WHAT TO WORK ON: Give back all of the data verbatim.

Extracted records:
*-*-*

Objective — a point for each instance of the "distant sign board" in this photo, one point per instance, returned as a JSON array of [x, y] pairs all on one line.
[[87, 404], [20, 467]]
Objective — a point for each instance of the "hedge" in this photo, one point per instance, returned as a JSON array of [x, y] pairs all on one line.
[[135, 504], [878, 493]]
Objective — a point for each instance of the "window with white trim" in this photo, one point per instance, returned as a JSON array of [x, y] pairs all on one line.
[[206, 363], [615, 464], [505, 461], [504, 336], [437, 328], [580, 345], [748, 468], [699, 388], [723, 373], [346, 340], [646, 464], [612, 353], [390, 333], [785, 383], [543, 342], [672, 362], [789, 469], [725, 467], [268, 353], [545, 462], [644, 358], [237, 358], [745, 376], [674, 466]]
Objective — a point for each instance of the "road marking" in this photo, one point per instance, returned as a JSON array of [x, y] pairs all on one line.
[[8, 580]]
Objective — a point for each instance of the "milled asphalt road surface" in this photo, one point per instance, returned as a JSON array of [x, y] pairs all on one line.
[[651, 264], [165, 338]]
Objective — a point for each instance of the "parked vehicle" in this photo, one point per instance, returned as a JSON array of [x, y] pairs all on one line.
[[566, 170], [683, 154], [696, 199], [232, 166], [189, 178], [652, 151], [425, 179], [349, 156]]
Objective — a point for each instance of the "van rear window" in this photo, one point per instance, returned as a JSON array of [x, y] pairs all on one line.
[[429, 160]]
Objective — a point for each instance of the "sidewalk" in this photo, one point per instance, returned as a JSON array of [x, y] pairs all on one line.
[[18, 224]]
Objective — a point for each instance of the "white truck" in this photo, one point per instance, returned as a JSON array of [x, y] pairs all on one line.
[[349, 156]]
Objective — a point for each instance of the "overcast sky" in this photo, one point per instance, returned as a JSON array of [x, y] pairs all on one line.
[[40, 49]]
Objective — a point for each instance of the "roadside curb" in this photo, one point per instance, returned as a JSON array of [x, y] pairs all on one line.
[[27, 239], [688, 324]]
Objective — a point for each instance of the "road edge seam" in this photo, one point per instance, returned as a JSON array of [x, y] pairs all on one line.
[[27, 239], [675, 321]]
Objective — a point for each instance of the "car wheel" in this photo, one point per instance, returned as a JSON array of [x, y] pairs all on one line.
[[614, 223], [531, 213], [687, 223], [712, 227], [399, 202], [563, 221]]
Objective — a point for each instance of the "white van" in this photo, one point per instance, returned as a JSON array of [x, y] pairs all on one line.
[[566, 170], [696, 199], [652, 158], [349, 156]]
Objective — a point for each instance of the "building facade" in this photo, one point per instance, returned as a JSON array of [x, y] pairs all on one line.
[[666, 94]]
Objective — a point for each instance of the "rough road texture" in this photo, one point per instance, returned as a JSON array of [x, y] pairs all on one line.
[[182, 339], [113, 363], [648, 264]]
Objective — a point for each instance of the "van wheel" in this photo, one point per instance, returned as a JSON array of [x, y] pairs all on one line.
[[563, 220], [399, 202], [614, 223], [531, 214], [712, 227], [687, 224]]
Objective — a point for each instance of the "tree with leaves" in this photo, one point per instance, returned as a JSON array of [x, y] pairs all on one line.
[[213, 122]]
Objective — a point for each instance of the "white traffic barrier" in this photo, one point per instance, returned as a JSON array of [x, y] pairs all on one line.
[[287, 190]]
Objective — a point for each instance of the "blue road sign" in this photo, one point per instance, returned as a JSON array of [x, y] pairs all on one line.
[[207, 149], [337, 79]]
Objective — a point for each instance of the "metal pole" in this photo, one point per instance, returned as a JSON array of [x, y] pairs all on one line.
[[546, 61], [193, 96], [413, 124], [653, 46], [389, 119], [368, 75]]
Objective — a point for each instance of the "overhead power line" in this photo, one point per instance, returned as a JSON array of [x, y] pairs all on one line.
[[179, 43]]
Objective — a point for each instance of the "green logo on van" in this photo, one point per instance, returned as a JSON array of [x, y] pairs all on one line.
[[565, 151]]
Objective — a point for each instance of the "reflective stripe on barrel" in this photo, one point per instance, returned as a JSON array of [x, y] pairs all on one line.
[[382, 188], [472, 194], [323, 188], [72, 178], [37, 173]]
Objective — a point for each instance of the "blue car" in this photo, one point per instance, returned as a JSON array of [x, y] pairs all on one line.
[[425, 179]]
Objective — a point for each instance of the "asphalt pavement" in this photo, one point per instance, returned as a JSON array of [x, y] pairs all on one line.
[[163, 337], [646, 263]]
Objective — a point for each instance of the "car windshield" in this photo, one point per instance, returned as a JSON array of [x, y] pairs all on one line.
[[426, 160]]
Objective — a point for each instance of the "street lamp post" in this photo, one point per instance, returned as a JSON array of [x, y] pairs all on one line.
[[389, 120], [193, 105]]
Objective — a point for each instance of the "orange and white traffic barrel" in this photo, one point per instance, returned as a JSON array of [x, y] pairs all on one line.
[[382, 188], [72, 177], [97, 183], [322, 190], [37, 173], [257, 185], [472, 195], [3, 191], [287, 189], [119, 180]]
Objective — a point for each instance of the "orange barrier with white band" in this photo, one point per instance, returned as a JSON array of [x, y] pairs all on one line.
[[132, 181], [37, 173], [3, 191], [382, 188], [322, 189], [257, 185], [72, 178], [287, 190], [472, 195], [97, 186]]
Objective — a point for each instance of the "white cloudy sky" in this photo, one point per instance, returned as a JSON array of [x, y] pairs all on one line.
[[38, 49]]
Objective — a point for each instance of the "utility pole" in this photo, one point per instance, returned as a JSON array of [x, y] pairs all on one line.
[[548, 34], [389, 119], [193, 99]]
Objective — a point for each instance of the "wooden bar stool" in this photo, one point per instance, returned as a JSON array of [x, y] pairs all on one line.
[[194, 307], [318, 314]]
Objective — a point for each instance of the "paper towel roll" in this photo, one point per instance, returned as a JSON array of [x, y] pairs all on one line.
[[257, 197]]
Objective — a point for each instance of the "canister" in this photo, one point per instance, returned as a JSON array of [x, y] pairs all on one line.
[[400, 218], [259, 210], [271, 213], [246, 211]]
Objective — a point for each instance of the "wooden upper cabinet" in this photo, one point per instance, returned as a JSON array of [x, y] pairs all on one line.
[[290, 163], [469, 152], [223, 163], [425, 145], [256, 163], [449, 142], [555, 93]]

*-*-*

TASK SOLUTION:
Objective — a point for each instance of the "distant sign board" in this photo, one point per instance, returned as a JSON array of [x, y] pairs all on one line.
[[87, 404], [20, 467]]
Objective — a point for each instance of the "hedge" in this photo, one point per instance, returned as a JSON array of [x, y] pairs all on one line.
[[135, 504], [878, 493]]
Objective — a point for each instance of the "window with white trim" in this photo, one point per instance, returned as a JSON array of [x, y] pairs all on one line.
[[206, 363], [615, 464], [505, 461], [504, 336], [437, 328], [580, 345], [748, 468], [699, 388], [723, 373], [346, 340], [646, 464], [612, 353], [390, 333], [785, 383], [543, 342], [672, 362], [789, 469], [725, 467], [268, 353], [545, 462], [644, 358], [237, 358], [745, 376], [674, 466]]
Objective — a point for each instance of the "road marking" in this photo, one point per instance, returned as a JSON array of [x, y] pairs all on one line.
[[8, 580]]
Objective — a point for each instance of the "milled asphalt road surface" in this photo, one point per instance, returned as a JSON array of [x, y] pairs all on one line.
[[651, 264], [165, 338]]
Objective — a point for each instance of the "parked vehicle" in this photo, one point per instance, returned as a JSON array of [x, y] pairs all on one line.
[[566, 170], [683, 154], [696, 199], [232, 166], [189, 178], [652, 151], [425, 179], [349, 156]]
Objective — a point for each instance of the "van rear window" in this photo, one point per instance, returned as a JSON array of [x, y] pairs all on one line.
[[429, 160]]
Objective — a point for each instance of the "sidewalk" in this photo, one point per instance, returned as a JSON array of [x, y] pairs all on one line.
[[18, 224]]
Objective — a point for each instance of the "white truck" in this photo, one point per instance, returned as a JSON array of [x, y] pairs all on one line.
[[349, 156]]
Objective — a point for each instance of the "overcast sky" in this photo, one point per instance, returned as a JSON array of [x, y] pairs all on one line.
[[40, 49]]
Objective — a point for each instance of the "roadside curb" in this photo, one point per instance, returned as a JSON array of [x, y] pairs all on one line.
[[27, 239], [688, 324]]
Objective — a point for each instance of the "road edge seam" in this photo, one point per instance, returned as a JSON array of [x, y] pairs all on one line.
[[27, 239], [675, 321]]
Objective — a point for each instance of the "car wheel" in this photo, one point per instance, returned as a JSON array of [x, y] pairs all on one line.
[[614, 223], [531, 213], [687, 223], [712, 227], [399, 202], [563, 221]]
Objective — a point for each instance of the "white van" in this photo, one point per instance, returned as a JSON array of [x, y] pairs all on one line.
[[566, 170], [696, 199], [652, 158], [349, 156]]
Objective — a point for each instance of the "building facade" in this photo, one point per instance, returned as a JSON array of [x, y] pairs all on one line.
[[666, 94]]
Objective — a point for each instance of the "rough road texture" in this photo, one point per instance, returned as a JSON array of [x, y] pairs all on one line.
[[182, 339], [113, 363], [648, 264]]
Objective — a point for each instance of the "van wheel" in this photo, one point per instance, returned as a JSON array of [x, y] pairs all on one line.
[[563, 220], [399, 202], [614, 223], [531, 214], [712, 227], [687, 224]]
Objective — a point for each instance of the "tree with leaves" in this photo, one point per instance, returned as a JSON array of [x, y] pairs all on one line.
[[213, 122]]
Objective — a point for each instance of the "white traffic barrier" in this photo, one point per instance, returned as a JSON array of [x, y] pairs all on one line.
[[287, 190]]
Objective — a point for each instance of the "blue road sign" in this photo, one point per instance, returned as a JSON array of [x, y] pairs all on one line.
[[207, 149], [337, 79]]
Objective — a point for each instance of the "metal pole" in this photo, one point per instance, returned as a JSON array of [x, y] pairs all on one line.
[[546, 61], [193, 96], [413, 124], [653, 46], [389, 119], [368, 75]]
Objective — a point for each instance of the "overhead power line" in this photo, one point per instance, returned as a JSON array of [x, y] pairs all on one line.
[[179, 43]]
Objective — a point for each instance of the "green logo on van" in this photo, one point per instance, returned as a JSON array of [x, y] pairs all on one line.
[[565, 151]]
Objective — a point for each instance of the "reflective stripe on barrel" in this photo, one point per instance, returned as a JSON array of [x, y] pairs all on one line.
[[382, 188], [472, 194], [323, 188], [72, 178], [37, 173]]
Objective — a point for each instance of the "blue car" in this photo, one point per instance, returned as a JSON array of [x, y] pairs all on one line.
[[425, 179]]
Objective — a point for each instance of the "asphalt pavement" in this photo, one point per instance, returned as a JSON array of [x, y] pairs all on one line.
[[163, 337], [646, 263]]
Objective — a point for each instance of the "car windshield" in this photo, one point per instance, returned as a JSON array of [x, y] pairs all on one line.
[[426, 160]]
Objective — a point for each instance of the "street lamp post" in this photo, one point per instance, returned as a JSON array of [x, y] pairs all on one line.
[[389, 120], [193, 105]]
Objective — a point for each instance of the "orange and white traffic barrel" in this photo, one point per instance, returned as a JSON array of [x, y] pairs all on one line.
[[382, 188], [72, 177], [97, 183], [322, 190], [37, 173], [257, 185], [472, 195], [3, 191], [287, 189], [119, 180]]
Objective — a point for each instance of the "orange barrier with white band" in this photo, one point per instance, returned as a JSON array of [x, y] pairs all on one line.
[[132, 181], [37, 173], [3, 191], [382, 188], [322, 189], [257, 185], [72, 178], [287, 190], [472, 195], [97, 186]]
Objective — a point for each instance of the "white cloudy sky" in this photo, one point per instance, returned as a JSON array of [x, y] pairs all on one line.
[[38, 49]]
Objective — a point for each instance of the "utility pole" in this photo, one point per instance, returned as a JSON array of [x, y] pairs all on one line.
[[548, 34], [389, 119], [193, 99]]
Objective — a point for each instance of the "wooden bar stool" in this photo, one point per instance, returned as a JSON array of [x, y] pairs all on one line.
[[194, 307], [318, 314]]
Objective — a point for each instance of the "paper towel roll" in this photo, one point per instance, returned as a JSON array of [x, y] pairs all on one line.
[[257, 197]]
Objective — a point for each instance of the "canister" in this photo, one point per instance, returned as a JSON array of [x, y] pairs all on one line.
[[400, 218], [259, 210], [271, 213], [246, 211]]
Objective — a point for each instance of the "wooden upper cabinet" in this photo, one point per instance, returned as a JSON array of [x, y] pairs all on one line.
[[290, 163], [469, 152], [223, 163], [425, 145], [256, 163], [449, 142], [555, 93]]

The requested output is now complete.